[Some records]
__________
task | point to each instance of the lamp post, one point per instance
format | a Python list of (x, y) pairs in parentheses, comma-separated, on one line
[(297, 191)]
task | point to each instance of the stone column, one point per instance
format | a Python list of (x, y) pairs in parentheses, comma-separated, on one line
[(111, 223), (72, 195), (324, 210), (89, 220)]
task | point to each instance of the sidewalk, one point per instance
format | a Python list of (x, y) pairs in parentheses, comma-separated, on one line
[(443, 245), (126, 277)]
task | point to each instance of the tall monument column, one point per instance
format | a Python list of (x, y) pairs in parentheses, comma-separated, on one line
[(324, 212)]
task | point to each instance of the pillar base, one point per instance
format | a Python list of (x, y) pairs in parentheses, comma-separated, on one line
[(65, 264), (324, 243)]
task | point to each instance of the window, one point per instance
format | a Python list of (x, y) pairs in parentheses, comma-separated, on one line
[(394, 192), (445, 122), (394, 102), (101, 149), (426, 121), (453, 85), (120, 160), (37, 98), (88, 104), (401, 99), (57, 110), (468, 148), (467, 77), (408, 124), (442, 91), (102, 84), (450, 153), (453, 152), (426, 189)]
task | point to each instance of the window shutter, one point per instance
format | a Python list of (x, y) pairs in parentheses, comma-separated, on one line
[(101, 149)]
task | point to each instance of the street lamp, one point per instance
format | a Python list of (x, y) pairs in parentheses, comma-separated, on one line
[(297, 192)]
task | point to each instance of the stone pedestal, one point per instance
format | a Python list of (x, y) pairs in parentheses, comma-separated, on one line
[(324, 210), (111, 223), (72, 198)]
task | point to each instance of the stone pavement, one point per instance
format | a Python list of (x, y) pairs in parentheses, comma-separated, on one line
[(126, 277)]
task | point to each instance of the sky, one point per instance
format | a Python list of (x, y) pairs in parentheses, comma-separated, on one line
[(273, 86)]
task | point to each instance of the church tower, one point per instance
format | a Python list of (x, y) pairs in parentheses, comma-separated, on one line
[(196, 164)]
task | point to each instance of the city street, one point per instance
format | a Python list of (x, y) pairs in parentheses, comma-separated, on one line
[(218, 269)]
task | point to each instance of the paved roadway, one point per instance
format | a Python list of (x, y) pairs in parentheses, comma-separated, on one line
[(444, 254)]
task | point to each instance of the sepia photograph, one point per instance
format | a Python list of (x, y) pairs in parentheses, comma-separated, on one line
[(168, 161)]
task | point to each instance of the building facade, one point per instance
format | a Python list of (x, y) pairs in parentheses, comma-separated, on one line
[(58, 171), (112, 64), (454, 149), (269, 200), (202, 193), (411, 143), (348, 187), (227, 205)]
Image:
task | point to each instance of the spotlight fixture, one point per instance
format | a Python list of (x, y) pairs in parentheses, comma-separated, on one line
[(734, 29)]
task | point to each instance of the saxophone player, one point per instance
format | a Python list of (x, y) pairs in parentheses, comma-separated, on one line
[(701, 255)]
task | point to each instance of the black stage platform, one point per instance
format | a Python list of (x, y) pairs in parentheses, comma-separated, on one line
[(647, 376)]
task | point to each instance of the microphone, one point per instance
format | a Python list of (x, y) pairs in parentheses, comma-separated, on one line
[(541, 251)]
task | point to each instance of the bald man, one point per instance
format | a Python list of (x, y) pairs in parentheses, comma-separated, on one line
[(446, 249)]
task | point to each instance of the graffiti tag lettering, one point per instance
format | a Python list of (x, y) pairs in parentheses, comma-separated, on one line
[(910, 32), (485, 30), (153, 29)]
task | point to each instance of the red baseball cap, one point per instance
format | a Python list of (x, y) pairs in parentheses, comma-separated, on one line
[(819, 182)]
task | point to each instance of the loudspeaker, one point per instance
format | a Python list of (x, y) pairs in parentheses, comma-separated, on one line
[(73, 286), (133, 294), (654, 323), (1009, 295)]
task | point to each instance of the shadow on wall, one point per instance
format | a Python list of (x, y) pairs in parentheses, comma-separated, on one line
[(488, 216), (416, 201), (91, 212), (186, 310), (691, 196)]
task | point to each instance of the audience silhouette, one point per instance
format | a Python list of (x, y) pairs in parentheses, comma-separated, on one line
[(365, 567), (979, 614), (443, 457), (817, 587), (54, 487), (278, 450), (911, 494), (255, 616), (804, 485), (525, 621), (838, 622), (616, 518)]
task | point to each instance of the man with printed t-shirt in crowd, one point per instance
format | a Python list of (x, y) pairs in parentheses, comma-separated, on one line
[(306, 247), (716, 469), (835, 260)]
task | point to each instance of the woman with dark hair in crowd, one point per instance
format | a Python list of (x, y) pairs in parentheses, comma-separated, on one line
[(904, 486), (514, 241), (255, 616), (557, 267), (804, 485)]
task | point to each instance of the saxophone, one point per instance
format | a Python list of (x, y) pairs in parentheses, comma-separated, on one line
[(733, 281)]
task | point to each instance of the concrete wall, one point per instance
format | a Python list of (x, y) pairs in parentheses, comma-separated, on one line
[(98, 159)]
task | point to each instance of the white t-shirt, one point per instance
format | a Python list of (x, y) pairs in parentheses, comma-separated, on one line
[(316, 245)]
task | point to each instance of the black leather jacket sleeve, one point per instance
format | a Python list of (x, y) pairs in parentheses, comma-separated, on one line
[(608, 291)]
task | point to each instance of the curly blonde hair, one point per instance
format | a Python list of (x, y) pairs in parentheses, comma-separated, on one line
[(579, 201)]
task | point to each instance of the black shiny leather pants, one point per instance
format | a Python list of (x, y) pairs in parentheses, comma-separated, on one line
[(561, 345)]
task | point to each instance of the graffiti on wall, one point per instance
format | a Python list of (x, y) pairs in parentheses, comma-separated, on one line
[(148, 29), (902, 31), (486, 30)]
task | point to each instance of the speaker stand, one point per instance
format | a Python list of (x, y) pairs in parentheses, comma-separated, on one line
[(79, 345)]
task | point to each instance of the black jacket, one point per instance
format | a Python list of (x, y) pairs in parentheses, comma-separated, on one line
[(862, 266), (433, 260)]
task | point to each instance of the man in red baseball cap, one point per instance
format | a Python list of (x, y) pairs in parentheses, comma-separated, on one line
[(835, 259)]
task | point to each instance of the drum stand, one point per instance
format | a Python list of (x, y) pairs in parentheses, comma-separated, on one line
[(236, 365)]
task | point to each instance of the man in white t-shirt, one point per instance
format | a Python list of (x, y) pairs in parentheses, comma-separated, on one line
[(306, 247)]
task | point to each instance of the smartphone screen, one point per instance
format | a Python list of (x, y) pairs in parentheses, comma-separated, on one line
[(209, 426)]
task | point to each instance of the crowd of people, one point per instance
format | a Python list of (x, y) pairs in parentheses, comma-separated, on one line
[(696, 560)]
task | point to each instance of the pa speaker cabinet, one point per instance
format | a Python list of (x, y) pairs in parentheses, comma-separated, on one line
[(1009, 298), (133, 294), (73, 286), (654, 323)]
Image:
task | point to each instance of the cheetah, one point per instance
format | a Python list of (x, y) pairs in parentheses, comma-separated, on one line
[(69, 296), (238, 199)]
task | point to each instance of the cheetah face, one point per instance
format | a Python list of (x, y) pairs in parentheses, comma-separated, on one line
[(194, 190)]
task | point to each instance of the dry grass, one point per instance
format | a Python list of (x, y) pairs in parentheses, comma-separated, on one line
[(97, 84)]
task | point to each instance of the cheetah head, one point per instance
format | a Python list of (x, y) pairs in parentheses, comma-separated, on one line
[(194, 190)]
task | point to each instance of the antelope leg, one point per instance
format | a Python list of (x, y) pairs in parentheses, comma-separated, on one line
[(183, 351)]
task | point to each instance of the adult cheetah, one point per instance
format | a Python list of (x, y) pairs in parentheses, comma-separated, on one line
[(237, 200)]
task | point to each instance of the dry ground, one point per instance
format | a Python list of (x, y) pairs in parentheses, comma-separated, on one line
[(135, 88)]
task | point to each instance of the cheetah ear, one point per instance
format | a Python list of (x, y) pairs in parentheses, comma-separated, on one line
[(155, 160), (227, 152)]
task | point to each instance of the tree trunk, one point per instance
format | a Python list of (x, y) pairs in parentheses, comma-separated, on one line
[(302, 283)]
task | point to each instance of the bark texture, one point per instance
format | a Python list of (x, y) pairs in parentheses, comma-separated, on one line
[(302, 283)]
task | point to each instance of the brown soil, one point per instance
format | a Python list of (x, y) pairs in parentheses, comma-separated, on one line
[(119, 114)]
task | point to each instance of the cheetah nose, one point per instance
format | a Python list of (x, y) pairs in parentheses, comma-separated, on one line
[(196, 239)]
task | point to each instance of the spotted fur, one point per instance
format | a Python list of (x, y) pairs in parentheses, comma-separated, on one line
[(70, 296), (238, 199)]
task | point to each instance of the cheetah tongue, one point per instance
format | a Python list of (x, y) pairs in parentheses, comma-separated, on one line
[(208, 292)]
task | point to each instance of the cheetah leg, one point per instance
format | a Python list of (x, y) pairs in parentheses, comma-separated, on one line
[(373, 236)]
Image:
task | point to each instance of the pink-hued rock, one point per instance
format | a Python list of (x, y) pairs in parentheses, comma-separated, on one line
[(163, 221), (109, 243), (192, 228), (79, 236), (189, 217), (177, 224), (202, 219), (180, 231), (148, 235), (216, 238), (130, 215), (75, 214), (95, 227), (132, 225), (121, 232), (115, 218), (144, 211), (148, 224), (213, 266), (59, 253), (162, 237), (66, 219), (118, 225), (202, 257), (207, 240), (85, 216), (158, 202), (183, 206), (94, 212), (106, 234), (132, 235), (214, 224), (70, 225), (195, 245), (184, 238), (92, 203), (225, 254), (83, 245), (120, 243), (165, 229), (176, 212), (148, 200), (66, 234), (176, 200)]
__________
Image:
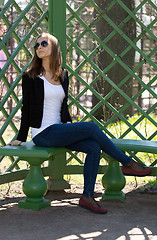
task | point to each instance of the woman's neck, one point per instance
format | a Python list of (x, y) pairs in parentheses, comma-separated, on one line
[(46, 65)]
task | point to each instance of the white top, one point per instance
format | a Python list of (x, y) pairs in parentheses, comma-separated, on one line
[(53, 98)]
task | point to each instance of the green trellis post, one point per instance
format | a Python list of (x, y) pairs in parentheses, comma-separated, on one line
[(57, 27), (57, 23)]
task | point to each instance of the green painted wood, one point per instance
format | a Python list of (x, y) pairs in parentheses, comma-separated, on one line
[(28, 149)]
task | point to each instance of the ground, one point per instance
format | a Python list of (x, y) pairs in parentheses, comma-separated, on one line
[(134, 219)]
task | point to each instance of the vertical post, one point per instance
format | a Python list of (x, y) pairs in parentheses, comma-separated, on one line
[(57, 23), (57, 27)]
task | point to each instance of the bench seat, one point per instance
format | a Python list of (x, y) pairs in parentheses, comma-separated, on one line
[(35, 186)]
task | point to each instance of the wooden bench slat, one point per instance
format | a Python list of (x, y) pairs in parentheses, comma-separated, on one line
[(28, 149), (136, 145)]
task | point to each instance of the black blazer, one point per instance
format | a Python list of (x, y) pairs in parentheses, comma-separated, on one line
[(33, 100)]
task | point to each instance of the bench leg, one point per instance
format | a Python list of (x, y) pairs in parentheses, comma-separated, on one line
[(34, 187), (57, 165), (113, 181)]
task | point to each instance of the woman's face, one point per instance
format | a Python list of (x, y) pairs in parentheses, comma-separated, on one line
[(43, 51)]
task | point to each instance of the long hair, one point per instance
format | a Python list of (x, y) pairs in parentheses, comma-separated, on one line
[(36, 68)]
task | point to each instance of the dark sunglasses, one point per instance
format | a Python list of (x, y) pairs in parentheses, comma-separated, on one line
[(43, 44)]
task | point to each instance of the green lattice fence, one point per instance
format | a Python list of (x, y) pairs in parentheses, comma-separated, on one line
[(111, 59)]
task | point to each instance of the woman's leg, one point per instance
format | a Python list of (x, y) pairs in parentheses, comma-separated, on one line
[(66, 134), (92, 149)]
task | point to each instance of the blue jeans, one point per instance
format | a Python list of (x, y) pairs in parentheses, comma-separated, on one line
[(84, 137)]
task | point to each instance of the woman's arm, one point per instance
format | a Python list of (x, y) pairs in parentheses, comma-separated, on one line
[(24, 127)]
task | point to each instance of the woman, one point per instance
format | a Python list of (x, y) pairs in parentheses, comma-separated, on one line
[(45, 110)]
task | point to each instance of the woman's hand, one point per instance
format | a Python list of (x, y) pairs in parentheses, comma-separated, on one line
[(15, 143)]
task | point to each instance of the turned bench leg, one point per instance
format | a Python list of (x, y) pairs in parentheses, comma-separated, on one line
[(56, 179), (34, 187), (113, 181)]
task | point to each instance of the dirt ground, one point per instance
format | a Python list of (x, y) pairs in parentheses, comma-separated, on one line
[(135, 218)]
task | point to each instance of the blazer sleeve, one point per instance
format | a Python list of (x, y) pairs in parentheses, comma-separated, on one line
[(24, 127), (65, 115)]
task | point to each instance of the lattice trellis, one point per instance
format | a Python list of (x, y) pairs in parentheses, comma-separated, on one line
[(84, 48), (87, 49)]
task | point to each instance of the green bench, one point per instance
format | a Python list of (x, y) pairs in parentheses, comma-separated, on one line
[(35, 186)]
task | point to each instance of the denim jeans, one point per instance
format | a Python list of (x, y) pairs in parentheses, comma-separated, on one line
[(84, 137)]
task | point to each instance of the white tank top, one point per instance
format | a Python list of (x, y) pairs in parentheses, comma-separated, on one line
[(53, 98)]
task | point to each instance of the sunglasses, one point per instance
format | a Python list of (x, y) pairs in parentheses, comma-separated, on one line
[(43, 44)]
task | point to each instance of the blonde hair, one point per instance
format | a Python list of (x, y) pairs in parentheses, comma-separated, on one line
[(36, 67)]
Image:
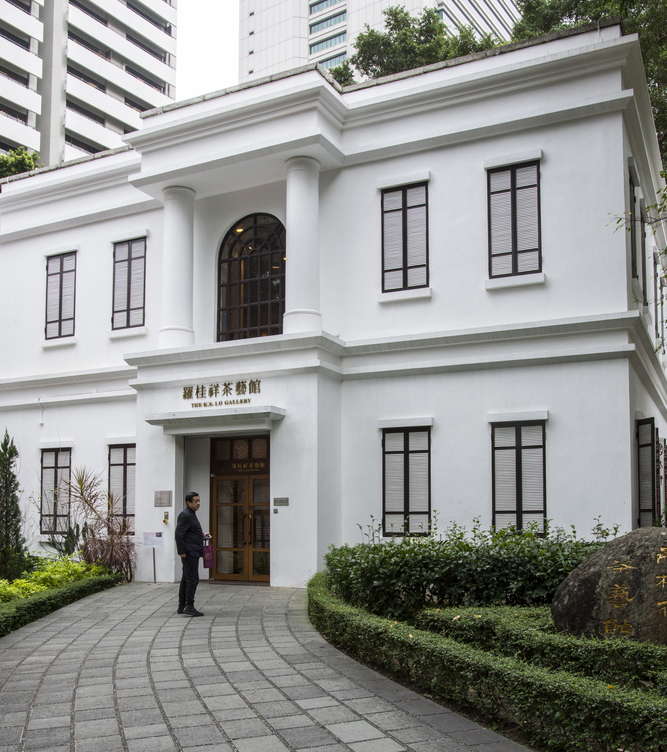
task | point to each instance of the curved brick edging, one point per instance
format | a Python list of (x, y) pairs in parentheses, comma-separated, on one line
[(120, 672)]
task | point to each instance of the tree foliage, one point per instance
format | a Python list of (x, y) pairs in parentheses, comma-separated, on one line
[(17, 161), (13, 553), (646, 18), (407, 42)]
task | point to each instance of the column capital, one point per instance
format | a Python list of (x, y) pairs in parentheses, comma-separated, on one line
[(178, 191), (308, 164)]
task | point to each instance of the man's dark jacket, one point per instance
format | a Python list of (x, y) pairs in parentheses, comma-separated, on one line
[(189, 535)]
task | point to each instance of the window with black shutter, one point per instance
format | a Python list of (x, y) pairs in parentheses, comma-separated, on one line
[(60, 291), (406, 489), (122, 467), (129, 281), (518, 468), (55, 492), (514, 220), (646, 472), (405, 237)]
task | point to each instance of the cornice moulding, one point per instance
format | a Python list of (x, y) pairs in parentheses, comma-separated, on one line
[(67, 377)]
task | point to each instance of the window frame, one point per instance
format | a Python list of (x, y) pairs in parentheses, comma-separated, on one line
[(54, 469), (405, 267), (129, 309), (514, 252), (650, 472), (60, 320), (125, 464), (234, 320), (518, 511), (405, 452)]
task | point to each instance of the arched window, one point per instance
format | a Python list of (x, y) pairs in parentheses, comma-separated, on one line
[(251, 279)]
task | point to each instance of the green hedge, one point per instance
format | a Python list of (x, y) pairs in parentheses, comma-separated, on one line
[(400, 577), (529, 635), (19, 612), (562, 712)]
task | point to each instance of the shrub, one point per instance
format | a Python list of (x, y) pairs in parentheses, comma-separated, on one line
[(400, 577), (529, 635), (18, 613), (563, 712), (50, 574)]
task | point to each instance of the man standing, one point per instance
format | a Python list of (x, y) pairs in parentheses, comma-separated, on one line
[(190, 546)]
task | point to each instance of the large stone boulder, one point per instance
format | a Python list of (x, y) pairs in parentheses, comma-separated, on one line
__________
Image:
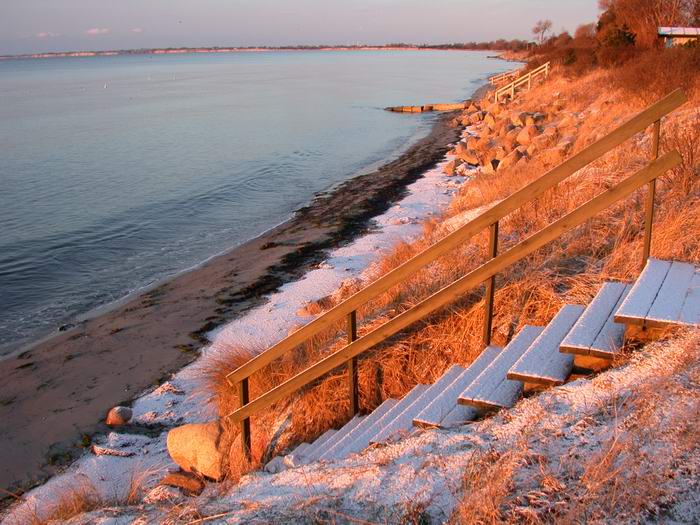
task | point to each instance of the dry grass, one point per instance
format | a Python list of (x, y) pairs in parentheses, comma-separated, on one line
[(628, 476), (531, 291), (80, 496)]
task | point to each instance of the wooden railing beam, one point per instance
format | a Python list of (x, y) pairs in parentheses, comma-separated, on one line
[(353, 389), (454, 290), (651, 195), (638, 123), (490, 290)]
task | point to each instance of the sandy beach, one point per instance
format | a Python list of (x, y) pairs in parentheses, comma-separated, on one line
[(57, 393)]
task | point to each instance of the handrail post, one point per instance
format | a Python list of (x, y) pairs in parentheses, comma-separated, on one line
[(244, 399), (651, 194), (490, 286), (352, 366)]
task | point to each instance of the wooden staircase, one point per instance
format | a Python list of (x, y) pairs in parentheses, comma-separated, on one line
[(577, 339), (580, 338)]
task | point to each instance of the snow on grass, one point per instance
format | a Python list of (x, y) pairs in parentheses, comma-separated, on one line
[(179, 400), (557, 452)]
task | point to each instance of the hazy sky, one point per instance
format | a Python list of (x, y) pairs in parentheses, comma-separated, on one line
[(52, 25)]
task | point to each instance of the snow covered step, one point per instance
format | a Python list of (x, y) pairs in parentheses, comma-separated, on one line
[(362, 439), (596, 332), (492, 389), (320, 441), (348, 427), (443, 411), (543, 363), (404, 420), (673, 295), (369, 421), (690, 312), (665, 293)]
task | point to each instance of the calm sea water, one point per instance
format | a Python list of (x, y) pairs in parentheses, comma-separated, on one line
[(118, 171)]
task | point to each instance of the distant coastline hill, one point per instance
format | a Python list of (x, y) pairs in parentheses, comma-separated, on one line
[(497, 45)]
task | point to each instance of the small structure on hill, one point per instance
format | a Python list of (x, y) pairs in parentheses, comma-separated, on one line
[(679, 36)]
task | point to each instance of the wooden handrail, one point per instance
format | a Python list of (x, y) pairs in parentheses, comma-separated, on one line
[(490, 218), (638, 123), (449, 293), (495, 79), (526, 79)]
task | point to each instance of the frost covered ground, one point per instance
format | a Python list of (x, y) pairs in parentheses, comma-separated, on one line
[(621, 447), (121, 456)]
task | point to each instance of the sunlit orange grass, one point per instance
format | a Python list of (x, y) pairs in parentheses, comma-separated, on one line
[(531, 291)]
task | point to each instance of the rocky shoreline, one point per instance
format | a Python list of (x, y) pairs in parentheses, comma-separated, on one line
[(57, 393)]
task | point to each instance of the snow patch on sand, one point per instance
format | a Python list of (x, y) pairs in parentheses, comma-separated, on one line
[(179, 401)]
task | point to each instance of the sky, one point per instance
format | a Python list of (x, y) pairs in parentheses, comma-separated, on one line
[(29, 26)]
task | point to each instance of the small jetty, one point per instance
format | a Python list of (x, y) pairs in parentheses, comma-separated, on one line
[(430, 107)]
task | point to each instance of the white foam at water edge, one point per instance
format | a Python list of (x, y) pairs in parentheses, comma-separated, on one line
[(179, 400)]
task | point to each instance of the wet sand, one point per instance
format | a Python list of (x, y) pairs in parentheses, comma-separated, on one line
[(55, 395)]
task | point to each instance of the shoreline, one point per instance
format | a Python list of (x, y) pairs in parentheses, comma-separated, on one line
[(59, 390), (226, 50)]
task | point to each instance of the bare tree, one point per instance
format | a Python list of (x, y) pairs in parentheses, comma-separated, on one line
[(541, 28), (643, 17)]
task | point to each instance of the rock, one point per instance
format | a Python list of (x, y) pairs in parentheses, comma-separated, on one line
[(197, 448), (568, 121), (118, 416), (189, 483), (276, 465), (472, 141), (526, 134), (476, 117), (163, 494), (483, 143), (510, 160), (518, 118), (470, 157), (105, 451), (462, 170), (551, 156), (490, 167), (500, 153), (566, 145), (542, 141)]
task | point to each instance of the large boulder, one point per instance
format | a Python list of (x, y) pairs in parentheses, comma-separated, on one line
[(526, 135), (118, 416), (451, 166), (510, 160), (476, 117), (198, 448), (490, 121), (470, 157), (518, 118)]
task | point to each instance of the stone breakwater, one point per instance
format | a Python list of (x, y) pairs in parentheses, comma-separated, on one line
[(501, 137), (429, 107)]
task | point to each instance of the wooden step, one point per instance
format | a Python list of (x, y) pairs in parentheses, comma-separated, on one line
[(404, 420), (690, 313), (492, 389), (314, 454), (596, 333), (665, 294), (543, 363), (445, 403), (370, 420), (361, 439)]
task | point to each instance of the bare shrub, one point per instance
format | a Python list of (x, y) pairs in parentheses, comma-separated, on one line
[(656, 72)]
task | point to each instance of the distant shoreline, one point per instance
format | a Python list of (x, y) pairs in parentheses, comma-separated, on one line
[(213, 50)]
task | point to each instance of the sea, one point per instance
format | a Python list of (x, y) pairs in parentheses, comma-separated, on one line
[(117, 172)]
__________
◆ What to produce: Scale the rows between the lines holding "task | point to each instance of the lamp" and "[(111, 223), (72, 195), (324, 210), (89, 220)]", inclusive: write those lines out again, requests included, with every coordinate in the answers multiplied by 2.5 and rounded to a whole number, halves rounding up.

◆ Reply:
task | point to each instance of the lamp post, one point per instance
format | a Python list of (x, y) pairs in parentheses, comma-separated, on one line
[(743, 478)]
task | point to each instance of the stone column, one point per instance
format | a Python list of (x, y) pairs in parentheses, comma-separated, on one line
[(278, 558), (180, 488), (810, 525), (223, 550)]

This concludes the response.